**WORK TO DO**
Find every line in the items below that contains the word "shoulder" and copy each one. Matching is case-sensitive.

**DATASET EXCERPTS**

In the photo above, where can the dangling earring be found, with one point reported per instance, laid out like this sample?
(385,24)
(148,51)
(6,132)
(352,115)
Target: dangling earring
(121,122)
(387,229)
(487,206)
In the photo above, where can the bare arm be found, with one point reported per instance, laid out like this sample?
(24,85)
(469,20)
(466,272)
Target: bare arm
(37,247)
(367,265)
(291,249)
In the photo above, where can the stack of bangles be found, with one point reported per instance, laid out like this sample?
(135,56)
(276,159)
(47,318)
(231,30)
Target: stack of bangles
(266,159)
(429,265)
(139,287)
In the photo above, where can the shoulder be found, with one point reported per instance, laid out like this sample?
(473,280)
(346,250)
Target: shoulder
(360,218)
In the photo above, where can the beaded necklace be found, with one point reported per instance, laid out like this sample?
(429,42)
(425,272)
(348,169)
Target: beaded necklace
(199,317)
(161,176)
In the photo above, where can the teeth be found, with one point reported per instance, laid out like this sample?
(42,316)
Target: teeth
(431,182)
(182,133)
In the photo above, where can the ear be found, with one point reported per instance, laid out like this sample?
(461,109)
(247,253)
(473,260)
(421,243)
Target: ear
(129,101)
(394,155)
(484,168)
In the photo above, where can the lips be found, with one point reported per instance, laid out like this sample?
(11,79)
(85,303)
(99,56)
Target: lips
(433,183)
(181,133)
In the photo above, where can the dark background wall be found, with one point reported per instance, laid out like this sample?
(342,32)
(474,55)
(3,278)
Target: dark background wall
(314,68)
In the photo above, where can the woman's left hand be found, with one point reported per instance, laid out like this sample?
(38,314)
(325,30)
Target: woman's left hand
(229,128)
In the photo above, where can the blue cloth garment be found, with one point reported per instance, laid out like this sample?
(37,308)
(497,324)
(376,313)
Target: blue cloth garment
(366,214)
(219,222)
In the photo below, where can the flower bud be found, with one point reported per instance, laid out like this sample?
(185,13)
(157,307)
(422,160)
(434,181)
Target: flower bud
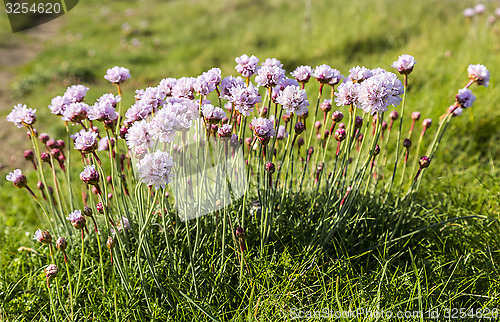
(61,244)
(340,135)
(270,167)
(424,162)
(299,127)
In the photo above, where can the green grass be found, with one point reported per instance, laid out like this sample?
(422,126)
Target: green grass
(451,265)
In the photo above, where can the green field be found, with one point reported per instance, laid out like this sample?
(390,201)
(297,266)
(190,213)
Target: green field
(449,264)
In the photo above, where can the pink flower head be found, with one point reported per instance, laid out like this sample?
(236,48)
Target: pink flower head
(203,86)
(86,141)
(465,98)
(246,66)
(347,94)
(479,74)
(51,271)
(76,93)
(43,237)
(213,76)
(104,109)
(294,100)
(156,169)
(76,112)
(58,104)
(22,115)
(359,73)
(227,83)
(17,178)
(213,114)
(380,91)
(225,131)
(117,75)
(269,76)
(166,86)
(302,73)
(480,8)
(244,98)
(184,88)
(77,219)
(337,77)
(404,64)
(282,133)
(281,86)
(139,135)
(262,127)
(138,111)
(323,73)
(89,175)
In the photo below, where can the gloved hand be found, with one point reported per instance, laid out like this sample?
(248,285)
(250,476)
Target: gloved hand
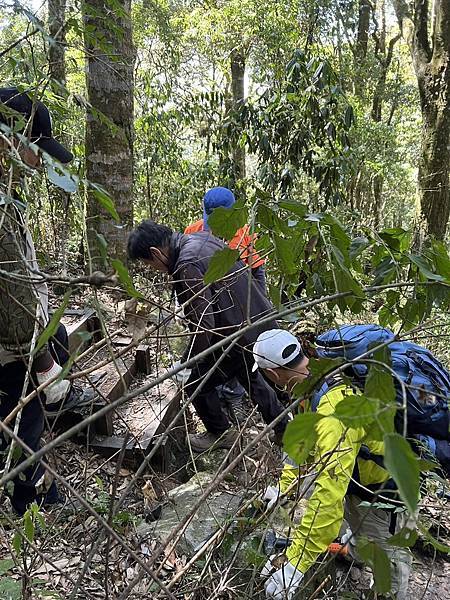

**TASK ANSWER**
In the photo above, where can the shoulder be found, with one point reported per instance, laid out like this sample?
Target: shoulder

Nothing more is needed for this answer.